TASK: Starting at the line that contains "Thank you for the photo. Could you indicate the blurred purple" and ending at the line that contains "<point>106,279</point>", turn the records below into a JSON list of strings with one string per line, skipping blank lines. Leave the pictures out of the list.

Start STORED DATA

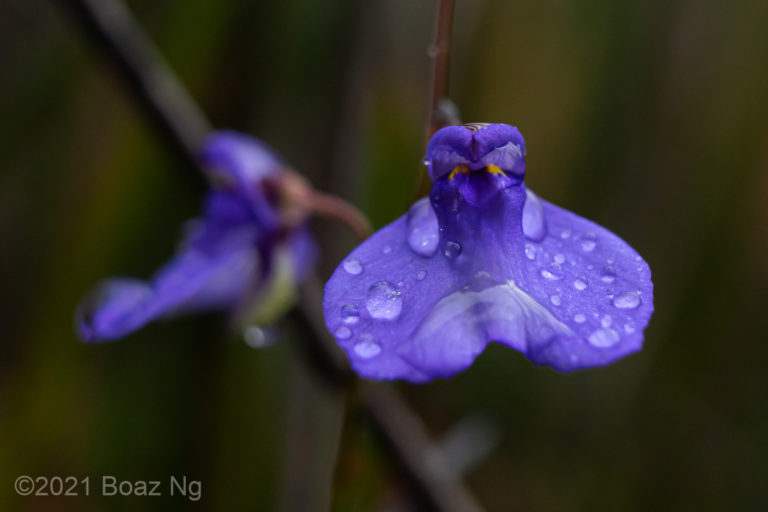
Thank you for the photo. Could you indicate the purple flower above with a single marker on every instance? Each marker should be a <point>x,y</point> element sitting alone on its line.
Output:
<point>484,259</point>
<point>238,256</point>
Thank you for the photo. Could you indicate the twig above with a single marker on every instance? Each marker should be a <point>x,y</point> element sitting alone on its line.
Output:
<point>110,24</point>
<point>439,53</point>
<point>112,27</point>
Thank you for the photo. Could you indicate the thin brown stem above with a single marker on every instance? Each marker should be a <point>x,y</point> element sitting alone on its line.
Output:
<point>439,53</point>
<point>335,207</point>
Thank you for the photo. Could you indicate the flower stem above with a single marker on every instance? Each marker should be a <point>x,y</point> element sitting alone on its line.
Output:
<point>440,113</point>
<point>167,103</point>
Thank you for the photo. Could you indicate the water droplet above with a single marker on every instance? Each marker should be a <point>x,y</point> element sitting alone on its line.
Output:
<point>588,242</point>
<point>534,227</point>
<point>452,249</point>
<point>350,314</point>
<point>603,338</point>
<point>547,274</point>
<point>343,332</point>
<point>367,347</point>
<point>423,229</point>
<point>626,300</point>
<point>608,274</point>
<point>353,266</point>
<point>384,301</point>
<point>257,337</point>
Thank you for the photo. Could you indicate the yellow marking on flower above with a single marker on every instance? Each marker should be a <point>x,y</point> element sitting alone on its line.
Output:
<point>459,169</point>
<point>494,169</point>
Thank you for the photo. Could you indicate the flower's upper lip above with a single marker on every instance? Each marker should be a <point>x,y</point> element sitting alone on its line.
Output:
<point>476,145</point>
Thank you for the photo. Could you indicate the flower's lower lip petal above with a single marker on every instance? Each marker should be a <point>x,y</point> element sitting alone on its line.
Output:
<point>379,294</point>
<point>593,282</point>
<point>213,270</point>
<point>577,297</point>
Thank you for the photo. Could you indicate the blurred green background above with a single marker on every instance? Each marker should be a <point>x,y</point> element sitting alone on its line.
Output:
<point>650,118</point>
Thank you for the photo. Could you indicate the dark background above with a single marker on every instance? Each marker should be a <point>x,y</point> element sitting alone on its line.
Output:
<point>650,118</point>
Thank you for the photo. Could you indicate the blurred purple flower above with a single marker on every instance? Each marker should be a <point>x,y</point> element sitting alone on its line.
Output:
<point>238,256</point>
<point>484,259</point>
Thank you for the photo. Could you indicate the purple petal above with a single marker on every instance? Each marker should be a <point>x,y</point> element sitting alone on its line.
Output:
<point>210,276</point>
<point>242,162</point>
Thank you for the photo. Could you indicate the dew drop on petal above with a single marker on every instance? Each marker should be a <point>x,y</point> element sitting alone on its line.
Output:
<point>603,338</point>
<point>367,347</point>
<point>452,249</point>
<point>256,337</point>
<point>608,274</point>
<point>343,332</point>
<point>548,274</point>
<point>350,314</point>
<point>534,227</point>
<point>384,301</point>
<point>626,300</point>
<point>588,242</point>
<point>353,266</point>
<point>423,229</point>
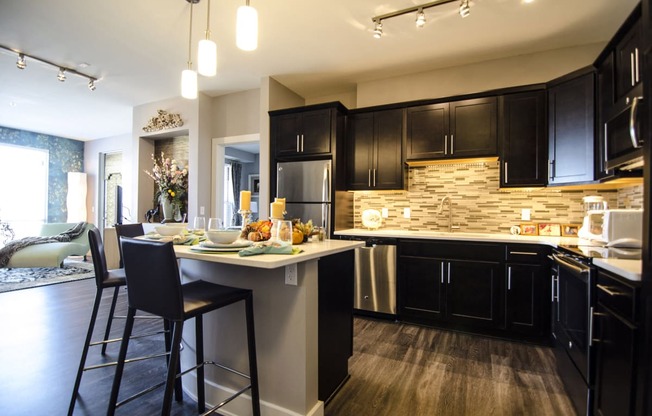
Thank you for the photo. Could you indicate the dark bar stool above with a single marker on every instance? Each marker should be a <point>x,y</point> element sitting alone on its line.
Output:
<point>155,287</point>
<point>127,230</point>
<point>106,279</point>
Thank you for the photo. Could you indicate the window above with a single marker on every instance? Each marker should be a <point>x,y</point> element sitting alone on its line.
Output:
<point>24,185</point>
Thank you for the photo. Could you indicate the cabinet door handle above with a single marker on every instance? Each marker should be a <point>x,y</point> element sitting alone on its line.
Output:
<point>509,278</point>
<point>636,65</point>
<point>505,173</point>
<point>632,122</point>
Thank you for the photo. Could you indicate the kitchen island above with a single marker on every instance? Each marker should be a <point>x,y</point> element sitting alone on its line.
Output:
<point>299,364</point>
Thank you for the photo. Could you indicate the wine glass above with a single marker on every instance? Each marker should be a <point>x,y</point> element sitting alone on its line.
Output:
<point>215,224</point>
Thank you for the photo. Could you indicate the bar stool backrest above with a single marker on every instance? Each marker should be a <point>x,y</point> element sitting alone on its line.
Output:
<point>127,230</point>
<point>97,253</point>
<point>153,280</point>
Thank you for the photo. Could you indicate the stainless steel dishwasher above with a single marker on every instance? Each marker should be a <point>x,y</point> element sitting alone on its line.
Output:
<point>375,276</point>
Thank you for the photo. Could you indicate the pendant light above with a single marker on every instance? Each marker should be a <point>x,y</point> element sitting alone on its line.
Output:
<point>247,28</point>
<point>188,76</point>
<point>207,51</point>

End STORED DATA

EXERCISE RESULT:
[
  "Thank you for the photo. Could you indicate the blurred purple flower above with a single marker on every instance? Each marker should be a <point>x,y</point> element sitting alone on its line.",
  "Output:",
  "<point>238,256</point>",
  "<point>484,259</point>",
  "Thank you for the photo. Could you indicate the purple petal above with a single marker on every instance? Each marker should be a <point>x,y</point> element sitting alone on its line.",
  "Output:",
  "<point>210,276</point>",
  "<point>242,162</point>",
  "Thank you for the photo. Could you indicate the dew drop on petal above with a single marker on every instance? Each marker should be a <point>x,y</point> element sitting alone on its line.",
  "Output:",
  "<point>603,338</point>",
  "<point>367,347</point>",
  "<point>452,249</point>",
  "<point>256,337</point>",
  "<point>608,274</point>",
  "<point>343,332</point>",
  "<point>548,274</point>",
  "<point>350,314</point>",
  "<point>534,227</point>",
  "<point>384,301</point>",
  "<point>626,300</point>",
  "<point>588,242</point>",
  "<point>353,266</point>",
  "<point>423,229</point>",
  "Thank you for the photo. Could you indicate the dark bar stool above with a single marker on every instance? Each marker should be a <point>x,y</point> element sitting alone on its line.",
  "Output:",
  "<point>155,287</point>",
  "<point>127,230</point>",
  "<point>106,279</point>"
]